ACTION ITEM
Output the entries underneath exactly as they are.

======== GIVEN RECORDS

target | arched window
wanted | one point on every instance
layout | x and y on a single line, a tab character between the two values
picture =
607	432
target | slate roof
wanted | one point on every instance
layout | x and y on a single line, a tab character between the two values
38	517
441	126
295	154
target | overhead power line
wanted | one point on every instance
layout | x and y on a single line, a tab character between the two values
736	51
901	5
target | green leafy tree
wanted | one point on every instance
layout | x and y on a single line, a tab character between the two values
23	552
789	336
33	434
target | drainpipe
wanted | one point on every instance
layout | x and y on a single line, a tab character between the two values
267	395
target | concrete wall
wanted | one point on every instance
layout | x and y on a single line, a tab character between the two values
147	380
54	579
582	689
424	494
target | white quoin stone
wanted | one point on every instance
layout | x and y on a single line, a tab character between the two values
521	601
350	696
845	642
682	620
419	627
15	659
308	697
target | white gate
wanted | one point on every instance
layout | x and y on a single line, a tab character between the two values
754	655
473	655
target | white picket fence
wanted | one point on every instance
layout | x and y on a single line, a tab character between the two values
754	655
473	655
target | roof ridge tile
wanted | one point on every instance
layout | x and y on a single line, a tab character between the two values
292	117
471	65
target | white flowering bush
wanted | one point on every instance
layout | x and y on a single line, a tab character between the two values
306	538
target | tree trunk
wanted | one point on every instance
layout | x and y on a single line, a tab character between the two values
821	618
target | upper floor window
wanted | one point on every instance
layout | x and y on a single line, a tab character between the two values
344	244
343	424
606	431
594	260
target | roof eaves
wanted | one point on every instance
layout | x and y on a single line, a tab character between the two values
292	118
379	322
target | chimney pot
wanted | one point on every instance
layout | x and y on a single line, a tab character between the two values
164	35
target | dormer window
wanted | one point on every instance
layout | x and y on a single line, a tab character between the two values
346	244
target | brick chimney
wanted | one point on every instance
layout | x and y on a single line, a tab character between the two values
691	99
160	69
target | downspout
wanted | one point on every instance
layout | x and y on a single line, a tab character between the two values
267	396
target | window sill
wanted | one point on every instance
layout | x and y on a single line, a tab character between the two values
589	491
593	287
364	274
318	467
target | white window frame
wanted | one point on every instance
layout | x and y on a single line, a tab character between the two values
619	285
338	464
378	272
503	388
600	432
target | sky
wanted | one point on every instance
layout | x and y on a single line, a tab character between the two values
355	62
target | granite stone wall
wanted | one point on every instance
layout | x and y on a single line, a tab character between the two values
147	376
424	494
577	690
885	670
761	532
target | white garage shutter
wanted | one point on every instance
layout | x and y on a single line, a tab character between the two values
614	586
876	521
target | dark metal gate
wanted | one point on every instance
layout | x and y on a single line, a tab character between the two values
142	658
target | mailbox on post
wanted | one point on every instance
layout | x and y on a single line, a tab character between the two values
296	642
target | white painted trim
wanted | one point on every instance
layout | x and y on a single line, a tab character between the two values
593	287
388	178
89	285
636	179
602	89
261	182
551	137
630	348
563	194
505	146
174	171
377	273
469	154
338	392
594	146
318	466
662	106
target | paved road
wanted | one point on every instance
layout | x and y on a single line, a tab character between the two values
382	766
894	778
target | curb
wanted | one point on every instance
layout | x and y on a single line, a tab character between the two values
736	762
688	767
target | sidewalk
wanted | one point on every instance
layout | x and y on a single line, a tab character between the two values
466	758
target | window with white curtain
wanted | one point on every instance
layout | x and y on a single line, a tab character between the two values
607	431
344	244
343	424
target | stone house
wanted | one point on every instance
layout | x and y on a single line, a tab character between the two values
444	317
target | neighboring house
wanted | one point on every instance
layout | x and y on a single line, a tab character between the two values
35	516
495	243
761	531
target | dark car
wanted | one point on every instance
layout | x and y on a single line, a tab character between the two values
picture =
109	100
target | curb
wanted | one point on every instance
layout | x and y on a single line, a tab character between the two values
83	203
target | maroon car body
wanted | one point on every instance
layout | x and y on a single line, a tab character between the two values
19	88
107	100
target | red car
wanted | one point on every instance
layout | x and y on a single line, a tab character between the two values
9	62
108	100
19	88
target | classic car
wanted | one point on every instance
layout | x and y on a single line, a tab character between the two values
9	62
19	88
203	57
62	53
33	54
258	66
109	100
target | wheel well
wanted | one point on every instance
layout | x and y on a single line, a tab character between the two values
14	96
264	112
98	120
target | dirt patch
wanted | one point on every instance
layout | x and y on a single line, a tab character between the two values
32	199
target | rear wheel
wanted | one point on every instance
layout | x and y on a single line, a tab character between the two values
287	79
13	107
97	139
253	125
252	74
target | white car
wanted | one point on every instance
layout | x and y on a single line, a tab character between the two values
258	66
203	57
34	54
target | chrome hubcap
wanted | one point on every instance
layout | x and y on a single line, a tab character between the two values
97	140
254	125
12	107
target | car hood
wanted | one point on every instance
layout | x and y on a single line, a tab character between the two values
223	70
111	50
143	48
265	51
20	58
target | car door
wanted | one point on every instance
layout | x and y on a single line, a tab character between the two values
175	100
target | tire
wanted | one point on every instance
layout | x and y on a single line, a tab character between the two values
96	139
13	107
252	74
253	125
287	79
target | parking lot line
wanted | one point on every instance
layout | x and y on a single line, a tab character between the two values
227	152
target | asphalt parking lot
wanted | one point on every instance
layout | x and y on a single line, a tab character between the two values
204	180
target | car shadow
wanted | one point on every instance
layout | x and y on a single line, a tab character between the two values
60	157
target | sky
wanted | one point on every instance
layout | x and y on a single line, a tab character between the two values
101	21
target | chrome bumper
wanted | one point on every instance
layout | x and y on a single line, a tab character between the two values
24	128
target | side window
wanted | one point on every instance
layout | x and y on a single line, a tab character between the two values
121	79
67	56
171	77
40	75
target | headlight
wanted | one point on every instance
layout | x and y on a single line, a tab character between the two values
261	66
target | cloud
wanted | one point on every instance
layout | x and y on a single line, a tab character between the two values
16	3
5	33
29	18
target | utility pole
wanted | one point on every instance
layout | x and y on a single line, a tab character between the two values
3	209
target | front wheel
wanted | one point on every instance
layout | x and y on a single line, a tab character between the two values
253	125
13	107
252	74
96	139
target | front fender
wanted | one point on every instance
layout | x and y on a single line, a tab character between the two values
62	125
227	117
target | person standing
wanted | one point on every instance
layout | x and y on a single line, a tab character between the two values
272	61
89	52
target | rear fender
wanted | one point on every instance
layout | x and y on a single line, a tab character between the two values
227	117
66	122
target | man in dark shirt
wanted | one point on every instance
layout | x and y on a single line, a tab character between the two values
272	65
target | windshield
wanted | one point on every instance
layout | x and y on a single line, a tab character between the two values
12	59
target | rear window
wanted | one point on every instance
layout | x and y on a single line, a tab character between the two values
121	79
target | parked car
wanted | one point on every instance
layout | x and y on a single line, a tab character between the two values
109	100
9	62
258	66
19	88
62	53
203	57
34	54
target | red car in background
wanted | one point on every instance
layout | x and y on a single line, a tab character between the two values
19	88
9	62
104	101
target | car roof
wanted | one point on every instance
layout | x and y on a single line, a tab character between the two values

================

SOLUTION TO THE EXERCISE
target | arched window
wanted | one point on every instance
layout | x and y on a single line, a tab character between the two values
picture =
607	432
target | slate roof
wanted | one point on every instance
layout | x and y on a single line, a tab character between the two values
38	517
441	126
295	154
target | overhead power line
wanted | one point on every instance
layout | x and y on a single line, a tab character between the two values
736	51
901	5
target | green leafy tree
wanted | one point on every instance
layout | x and y on a single line, a tab character between the two values
23	552
789	336
33	434
target | drainpipe
wanted | one point on every instance
layout | x and y on a single line, a tab character between the two values
267	395
target | concrete wall
wanted | one point on every instance
layout | x and y on a single line, a tab character between the two values
147	380
54	579
582	689
424	494
target | white quoin stone
wanted | one point on every instance
layout | x and y on a single line, a tab character between the two values
521	601
350	696
845	642
682	620
419	627
15	659
308	697
target | white gate
wanted | one point on every instance
layout | x and y on a single line, a tab character between the two values
754	655
473	655
target | white picket fence
wanted | one point on every instance
layout | x and y on a single line, a tab character between the two values
754	655
473	655
target | roof ridge tile
wanted | one point on every instance
layout | x and y on a single line, a tab character between the two values
292	117
471	65
target | white flowering bush
wanted | one point on every instance
layout | x and y on a single line, a tab character between the two values
306	538
target | tree trunk
wanted | one point on every instance
layout | x and y on a single line, a tab character between the two values
821	618
target | upper floor window
wanted | one point on every instance
layout | x and y on a single line, a tab character between the two values
344	244
343	424
606	431
594	260
target | roof eaves
wanted | one point on every instance
layout | x and y on a single line, a tab character between the two values
292	118
379	322
target | chimney pot
wanted | one point on every instance
layout | x and y on a single line, a tab character between the two values
164	35
target | dormer window
wanted | one point on every instance
layout | x and y on a single line, a tab character between the two values
346	244
target | brick chimney
wanted | one point on every instance
layout | x and y on a single line, a tab character between the two values
691	99
160	69
target | downspout
wanted | one point on every instance
layout | x and y on a single line, a tab character between the two values
267	396
target | window sill
wanted | one point on every instance
layout | x and y on a single line, a tab character between the two values
589	491
593	287
364	274
318	467
target | white window frame
wanted | one point on every instance
layout | x and y on a single line, a tab character between the two values
619	285
338	464
378	272
503	388
600	432
target | sky
wanted | one point on every instance
layout | x and y on a single line, a tab character between the two values
355	62
target | granite stone wall
wanted | one point on every instance
layout | x and y on a single line, a tab character between the two values
147	376
424	494
577	690
885	670
761	532
target | white garage shutter
wanted | one point on every instance
layout | x and y on a single line, a tab character between the two values
614	586
876	521
target | dark metal gate
wanted | one point on every instance
layout | x and y on a single line, a tab character between the two values
142	658
target | mailbox on post
wanted | one point on every instance
layout | x and y on a single line, a tab character between the two values
296	642
target | white painted trim
wanted | one point on every instance
layout | x and y on a single line, a tab character between the two values
593	287
388	178
89	285
636	179
602	89
261	182
551	137
630	348
563	194
505	146
174	171
377	273
469	154
338	392
594	146
318	466
662	106
target | paved road
wanted | one point on every instance
layout | x and y on a single line, a tab character between the two values
382	766
894	778
target | curb
wanted | one point on every instance
layout | x and y on a single line, a tab character between the two values
736	762
688	767
target | sidewalk
wanted | one point on every instance
layout | x and y on a single line, a tab character between the two values
466	758
target | window with white curtain
wanted | one point on every instance
layout | x and y on a single line, a tab character between the two values
607	431
344	244
343	424
target | stone house
wanted | one point on every instance
layout | x and y on a single line, a tab character between the two values
444	317
target | neighboring house
wanted | one point on every instance
layout | x and y on a single line, a tab character between the two values
35	516
495	243
761	531
target | dark car
wanted | one point on every instance
layout | x and y on a single line, a tab character between the two values
picture =
109	100
target | curb
wanted | one point on every instance
layout | x and y on a single line, a tab character between the two values
83	203
target | maroon car body
wanted | one point on every instance
layout | x and y on a single line, a tab character between the two values
19	88
107	100
target | red car
wanted | one point on every instance
layout | x and y on a single line, a tab character between the two values
9	62
108	100
19	88
target | classic car
wanted | one point on every instance
layout | x and y on a single line, a tab character between the two values
9	62
19	88
203	57
62	53
33	54
258	66
109	100
target | wheel well
wanted | one point on every instance
layout | x and y on a single line, a tab character between the two values
14	96
264	112
98	120
target | dirt patch
wanted | one point on every instance
layout | x and y on a single line, a tab character between the two values
32	199
target | rear wheel
wanted | one point on every instance
layout | x and y on a single line, a tab character between the two values
287	79
13	107
97	139
253	125
252	74
target | white car
wanted | one point on every instance
layout | x and y on a single line, a tab character between the two values
258	66
203	57
34	54
target | chrome hubcap
wanted | one point on every instance
layout | x and y on a single line, a tab character between the two values
97	140
254	125
12	107
target | car hood
wanted | one point on every instance
layout | x and y on a single line, a tab character between the two values
223	70
111	50
143	48
265	51
20	58
target | car door
wanted | one point on every instance
layout | x and y on a single line, a tab character between the two values
175	100
target | tire
wanted | one point on every instance
layout | x and y on a single line, a tab character between the two values
96	139
13	107
252	74
253	125
287	79
target | parking lot line
wanted | one point on every instance
layout | x and y on a single line, a tab character between the two values
227	152
target | asphalt parking lot
wanted | one point on every instance
layout | x and y on a single line, a tab character between the two values
204	180
target | car shadow
wanted | one point on every instance
layout | x and y on a single line, a tab character between the two values
60	157
target | sky
wanted | one point on every instance
layout | x and y on a single line, a tab character between the two values
101	21
target | chrome bumper
wanted | one point on every instance
layout | x and y on a single line, a tab character between the two values
24	128
target | side window
wanted | one point on every instance
layout | x and y on a single line, a tab character between the two values
121	79
67	56
171	77
40	75
target | headlight
wanted | one point on every instance
layout | x and y on a single line, a tab character between the two values
261	66
target | cloud
wanted | one point on every instance
layout | x and y on a single line, a tab character between the two values
16	3
5	33
29	18
target | utility pole
wanted | one point on every instance
layout | x and y on a single line, a tab character between the two values
3	209
target | front wheel
wanted | one point on every instance
layout | x and y on a single line, a tab character between the two values
253	125
13	107
252	74
96	139
target | front fender
wanted | one point on every instance
layout | x and y on a single line, a tab character between the two values
62	125
227	117
target | person standing
wanted | one point on every instance
layout | x and y on a single line, a tab character between the two values
272	61
89	52
target | rear fender
wanted | one point on every instance
layout | x and y on a single line, a tab character between the two values
227	117
66	122
target | man in dark shirt
wanted | one point on every instance
layout | x and y on a single line, a tab character between the two values
272	65
target | windshield
wanted | one point on every instance
layout | x and y on a single line, a tab character between the two values
12	59
target | rear window
wanted | one point on every instance
layout | x and y on a single line, a tab character between the two values
121	79
target | parked car
wanted | one point on every instance
layout | x and y on a single line, a tab character between the two values
109	100
9	62
258	66
19	88
62	53
203	57
34	54
target | red car in background
wanted | one point on every instance
layout | x and y on a single line, a tab character between the two values
19	88
9	62
104	101
target | car roof
wanted | one point on every instance
layout | x and y on a single line, a tab character between the two values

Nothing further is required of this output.